[Material supplied Boundary: Start]
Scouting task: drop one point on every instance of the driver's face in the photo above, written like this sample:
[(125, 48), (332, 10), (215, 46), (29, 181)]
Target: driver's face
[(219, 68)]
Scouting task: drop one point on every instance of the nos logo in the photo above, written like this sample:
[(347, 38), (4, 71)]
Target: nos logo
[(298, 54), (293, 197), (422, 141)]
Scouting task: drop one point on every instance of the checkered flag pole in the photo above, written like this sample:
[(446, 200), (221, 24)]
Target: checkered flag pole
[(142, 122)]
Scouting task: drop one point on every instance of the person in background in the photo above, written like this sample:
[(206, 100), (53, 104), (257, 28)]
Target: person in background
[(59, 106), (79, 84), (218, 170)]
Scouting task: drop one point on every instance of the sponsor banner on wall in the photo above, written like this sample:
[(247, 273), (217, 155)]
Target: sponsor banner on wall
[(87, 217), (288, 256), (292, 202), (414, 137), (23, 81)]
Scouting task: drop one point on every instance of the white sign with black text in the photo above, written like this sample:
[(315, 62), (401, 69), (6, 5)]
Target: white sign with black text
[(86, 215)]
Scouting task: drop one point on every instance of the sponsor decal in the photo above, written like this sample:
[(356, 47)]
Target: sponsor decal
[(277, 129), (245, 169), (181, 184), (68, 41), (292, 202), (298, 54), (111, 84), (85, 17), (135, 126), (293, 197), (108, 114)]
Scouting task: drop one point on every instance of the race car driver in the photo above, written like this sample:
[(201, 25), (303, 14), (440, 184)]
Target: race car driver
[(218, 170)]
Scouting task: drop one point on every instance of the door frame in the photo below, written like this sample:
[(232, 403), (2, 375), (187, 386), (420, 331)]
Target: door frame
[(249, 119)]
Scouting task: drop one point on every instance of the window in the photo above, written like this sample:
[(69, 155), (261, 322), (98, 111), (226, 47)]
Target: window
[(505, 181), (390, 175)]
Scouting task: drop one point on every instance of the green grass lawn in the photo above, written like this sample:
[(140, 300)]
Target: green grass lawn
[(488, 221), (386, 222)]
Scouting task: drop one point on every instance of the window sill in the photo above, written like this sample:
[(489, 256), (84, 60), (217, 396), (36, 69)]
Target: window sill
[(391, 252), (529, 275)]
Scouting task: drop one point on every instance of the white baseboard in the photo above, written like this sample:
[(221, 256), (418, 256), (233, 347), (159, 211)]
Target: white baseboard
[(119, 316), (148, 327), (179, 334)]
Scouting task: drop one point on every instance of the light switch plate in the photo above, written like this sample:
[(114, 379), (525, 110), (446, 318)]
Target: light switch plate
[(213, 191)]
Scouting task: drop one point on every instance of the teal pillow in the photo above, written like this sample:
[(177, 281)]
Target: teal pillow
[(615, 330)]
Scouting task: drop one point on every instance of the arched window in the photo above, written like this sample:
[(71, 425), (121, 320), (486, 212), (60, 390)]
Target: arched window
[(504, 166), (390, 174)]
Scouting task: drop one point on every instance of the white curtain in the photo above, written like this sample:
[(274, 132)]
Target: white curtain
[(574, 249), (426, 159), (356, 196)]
[Material supplied Boundary: End]
[Material supplied Boundary: Start]
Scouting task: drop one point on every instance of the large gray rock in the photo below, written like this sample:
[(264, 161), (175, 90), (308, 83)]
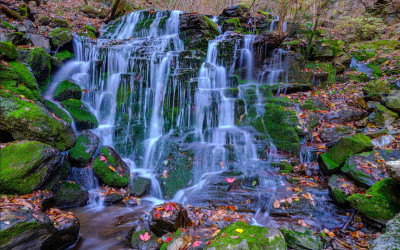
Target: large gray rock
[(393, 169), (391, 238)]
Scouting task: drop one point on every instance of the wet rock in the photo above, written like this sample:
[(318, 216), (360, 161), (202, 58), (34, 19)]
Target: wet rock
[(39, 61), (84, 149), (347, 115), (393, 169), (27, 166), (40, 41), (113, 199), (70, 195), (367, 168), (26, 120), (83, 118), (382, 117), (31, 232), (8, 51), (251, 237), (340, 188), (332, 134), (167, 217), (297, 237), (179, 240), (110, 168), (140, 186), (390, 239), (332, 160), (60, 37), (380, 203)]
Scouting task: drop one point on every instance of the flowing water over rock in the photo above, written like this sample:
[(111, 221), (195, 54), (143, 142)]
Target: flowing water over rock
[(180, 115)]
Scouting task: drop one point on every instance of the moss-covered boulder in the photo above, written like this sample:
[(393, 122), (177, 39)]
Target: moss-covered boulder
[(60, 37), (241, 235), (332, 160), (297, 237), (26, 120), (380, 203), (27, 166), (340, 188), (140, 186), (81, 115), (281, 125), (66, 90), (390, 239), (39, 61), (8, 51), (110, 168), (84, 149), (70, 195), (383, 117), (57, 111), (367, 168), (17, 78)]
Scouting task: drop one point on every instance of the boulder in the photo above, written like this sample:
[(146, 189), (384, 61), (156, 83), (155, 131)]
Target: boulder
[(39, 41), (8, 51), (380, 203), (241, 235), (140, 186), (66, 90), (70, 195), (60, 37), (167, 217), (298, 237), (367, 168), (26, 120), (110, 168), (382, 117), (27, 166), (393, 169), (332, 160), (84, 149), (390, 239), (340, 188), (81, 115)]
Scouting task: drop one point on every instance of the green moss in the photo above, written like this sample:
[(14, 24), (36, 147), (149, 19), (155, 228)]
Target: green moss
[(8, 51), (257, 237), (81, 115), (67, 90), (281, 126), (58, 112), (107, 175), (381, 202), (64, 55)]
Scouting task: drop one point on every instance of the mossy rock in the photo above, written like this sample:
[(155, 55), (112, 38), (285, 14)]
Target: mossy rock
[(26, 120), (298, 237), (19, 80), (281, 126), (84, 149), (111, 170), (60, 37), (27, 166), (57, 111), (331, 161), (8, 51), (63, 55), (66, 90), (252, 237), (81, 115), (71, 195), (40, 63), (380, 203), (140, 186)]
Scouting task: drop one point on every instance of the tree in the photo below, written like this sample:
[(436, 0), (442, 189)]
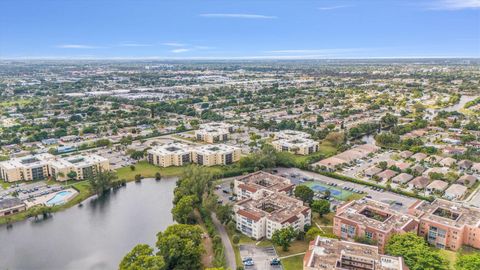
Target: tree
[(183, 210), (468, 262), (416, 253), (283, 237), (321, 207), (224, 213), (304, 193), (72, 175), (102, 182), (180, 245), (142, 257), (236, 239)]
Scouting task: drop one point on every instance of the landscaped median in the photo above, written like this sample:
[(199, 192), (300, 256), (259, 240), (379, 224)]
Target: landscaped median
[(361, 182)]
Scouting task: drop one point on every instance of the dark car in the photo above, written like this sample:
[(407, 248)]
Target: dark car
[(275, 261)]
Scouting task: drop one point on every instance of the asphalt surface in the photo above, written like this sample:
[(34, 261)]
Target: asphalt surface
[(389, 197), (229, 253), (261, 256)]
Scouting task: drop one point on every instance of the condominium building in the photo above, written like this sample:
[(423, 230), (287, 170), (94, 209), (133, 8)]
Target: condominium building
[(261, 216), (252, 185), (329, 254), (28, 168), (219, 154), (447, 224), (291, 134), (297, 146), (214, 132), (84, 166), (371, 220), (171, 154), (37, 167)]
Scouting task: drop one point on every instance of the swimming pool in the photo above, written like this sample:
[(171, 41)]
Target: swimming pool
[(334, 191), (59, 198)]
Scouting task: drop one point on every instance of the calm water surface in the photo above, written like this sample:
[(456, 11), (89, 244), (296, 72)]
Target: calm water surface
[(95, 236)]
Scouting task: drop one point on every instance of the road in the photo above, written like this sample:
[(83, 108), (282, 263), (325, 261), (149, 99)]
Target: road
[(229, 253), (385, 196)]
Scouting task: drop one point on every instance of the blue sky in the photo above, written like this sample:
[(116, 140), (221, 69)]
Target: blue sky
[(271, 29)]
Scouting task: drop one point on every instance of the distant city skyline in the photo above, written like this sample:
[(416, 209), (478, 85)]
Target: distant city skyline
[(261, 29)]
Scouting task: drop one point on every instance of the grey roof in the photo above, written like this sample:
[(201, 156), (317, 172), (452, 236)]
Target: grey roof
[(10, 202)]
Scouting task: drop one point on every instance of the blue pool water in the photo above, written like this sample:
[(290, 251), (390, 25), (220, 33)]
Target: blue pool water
[Material supplied Boundary: End]
[Material supplied Boundary: Start]
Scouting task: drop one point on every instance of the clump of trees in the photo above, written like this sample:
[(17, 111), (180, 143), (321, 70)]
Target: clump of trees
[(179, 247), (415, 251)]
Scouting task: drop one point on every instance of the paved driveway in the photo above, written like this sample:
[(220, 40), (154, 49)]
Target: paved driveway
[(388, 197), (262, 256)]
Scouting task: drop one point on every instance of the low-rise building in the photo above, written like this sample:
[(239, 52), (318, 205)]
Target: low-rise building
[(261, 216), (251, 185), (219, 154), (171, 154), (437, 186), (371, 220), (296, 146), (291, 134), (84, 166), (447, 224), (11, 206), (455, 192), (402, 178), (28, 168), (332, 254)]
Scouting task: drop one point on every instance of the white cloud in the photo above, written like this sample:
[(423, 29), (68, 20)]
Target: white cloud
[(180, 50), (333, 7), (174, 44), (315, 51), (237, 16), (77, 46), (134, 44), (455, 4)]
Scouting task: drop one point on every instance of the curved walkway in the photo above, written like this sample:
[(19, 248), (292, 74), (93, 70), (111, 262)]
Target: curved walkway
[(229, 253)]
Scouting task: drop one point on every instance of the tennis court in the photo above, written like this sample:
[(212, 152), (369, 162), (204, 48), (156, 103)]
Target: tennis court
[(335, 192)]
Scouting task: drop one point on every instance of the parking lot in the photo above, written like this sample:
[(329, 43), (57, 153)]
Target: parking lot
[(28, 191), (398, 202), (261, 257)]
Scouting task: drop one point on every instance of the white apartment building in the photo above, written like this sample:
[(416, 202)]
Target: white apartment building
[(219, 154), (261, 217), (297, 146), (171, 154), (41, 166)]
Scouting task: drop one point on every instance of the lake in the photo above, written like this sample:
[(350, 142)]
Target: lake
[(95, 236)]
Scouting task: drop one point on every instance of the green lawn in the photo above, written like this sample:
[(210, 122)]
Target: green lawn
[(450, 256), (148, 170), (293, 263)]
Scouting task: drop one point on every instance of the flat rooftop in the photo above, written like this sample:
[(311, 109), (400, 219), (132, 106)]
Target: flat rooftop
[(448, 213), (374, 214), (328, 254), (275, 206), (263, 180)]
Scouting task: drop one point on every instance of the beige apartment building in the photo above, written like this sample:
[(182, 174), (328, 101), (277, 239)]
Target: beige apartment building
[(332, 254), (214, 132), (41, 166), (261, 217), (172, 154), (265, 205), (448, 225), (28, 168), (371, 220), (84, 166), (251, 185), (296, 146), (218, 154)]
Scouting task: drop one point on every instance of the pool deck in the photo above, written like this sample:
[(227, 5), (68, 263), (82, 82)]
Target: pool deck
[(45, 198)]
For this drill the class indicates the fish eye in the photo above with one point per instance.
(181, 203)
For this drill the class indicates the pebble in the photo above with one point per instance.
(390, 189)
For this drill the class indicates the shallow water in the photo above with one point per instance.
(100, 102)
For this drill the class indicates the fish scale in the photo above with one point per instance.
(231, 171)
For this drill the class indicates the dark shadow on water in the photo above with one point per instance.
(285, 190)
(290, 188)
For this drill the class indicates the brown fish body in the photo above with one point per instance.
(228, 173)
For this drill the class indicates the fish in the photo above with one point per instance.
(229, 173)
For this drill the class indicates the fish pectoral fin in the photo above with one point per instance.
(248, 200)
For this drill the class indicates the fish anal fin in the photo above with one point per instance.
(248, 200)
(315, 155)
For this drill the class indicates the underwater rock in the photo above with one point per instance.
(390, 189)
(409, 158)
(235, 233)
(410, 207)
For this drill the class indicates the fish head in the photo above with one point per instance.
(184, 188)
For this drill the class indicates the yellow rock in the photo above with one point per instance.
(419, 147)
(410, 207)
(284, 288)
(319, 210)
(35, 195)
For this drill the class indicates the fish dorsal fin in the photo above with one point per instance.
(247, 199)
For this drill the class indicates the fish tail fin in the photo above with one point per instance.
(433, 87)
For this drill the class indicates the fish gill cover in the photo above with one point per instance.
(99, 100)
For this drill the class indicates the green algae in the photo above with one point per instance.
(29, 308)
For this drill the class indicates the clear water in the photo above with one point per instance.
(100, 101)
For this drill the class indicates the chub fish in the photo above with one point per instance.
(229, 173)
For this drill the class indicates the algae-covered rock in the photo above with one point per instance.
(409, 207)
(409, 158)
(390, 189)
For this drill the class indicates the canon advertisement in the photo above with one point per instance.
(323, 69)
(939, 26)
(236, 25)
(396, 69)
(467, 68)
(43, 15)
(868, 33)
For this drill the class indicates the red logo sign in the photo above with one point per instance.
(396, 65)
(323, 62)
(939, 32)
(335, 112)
[Material supplied Boundary: End]
**What is needed:**
Find the string "below" in the listing and copy every line in which it occurs.

**Written solution:**
Scouting task: drop one point on every instance of the door frame in the photo below, written like this sample:
Scouting task: drop one point on every instance of the large gray rock in the photo below, written like this sample:
Scouting task: drop one point on every instance of the tree in the photo below, written like this sample:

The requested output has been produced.